**Data listing**
◆ ◆ ◆ ◆ ◆
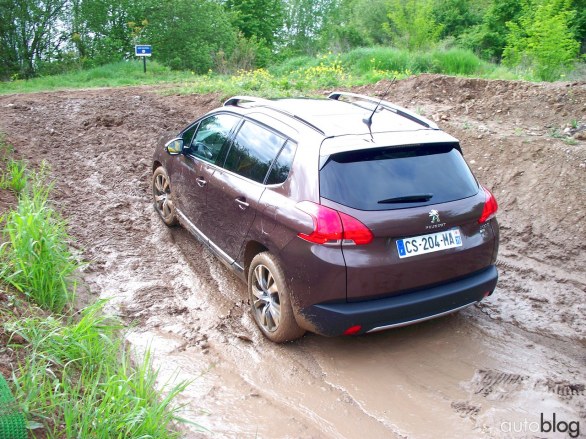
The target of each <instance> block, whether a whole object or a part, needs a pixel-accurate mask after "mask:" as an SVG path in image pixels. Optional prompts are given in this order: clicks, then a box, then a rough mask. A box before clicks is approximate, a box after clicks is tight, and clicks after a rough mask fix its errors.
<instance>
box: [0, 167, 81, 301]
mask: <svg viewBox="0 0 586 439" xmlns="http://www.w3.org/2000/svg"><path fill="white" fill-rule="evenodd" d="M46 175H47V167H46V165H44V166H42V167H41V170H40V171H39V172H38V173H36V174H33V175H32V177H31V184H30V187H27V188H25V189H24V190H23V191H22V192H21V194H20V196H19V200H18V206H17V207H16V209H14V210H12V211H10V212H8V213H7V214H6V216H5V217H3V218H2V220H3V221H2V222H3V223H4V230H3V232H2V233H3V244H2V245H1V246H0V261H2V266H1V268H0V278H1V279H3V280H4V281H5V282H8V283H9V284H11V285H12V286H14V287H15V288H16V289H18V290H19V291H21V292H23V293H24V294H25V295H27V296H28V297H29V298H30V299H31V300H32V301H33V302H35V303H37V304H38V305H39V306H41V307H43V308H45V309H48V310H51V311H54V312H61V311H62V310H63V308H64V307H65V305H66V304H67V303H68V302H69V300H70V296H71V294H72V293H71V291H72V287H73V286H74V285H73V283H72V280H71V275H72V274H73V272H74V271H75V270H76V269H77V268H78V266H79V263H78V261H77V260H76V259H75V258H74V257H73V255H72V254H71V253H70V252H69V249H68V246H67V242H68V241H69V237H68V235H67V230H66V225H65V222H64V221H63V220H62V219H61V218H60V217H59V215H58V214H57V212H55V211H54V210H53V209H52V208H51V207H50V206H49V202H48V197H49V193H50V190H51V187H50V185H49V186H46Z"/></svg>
◆ ◆ ◆ ◆ ◆
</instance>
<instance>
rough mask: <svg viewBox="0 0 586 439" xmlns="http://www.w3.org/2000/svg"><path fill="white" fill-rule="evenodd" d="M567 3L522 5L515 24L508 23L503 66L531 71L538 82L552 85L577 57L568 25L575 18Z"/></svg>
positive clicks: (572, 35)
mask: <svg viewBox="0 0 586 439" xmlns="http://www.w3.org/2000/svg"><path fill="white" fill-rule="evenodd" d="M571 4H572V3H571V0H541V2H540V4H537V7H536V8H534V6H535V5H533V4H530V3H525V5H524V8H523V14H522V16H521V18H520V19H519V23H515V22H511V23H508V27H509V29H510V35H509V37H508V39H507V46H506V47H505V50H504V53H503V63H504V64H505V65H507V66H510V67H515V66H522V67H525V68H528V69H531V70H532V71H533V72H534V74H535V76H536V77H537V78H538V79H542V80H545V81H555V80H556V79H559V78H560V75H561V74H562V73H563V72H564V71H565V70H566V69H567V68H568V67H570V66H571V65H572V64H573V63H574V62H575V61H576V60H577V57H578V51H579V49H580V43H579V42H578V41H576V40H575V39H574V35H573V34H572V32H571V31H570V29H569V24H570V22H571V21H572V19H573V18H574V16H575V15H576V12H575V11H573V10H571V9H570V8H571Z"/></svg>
◆ ◆ ◆ ◆ ◆
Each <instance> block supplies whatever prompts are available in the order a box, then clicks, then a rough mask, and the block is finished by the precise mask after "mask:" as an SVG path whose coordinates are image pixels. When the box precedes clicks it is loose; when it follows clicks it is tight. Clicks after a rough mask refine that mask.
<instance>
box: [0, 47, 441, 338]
◆ ◆ ◆ ◆ ◆
**What is required**
Swap "rough" for "coarse" in the part that opens with the line containing "The target of" and closes with the line containing "box: [0, 167, 81, 301]", and give back only those lines with everything else left as it is.

**Task output**
The target of each <instance> block, whether a whole object or a part, needs a pixel-accurate mask after "mask:" as an SVG path in image pixels. Optional prompts are given in this order: clicks, then a box, then a coarse mask. A box before clicks is approximate, a box after clicks is tight, and clicks after a coarse mask fix its errors.
<instance>
box: [0, 167, 81, 301]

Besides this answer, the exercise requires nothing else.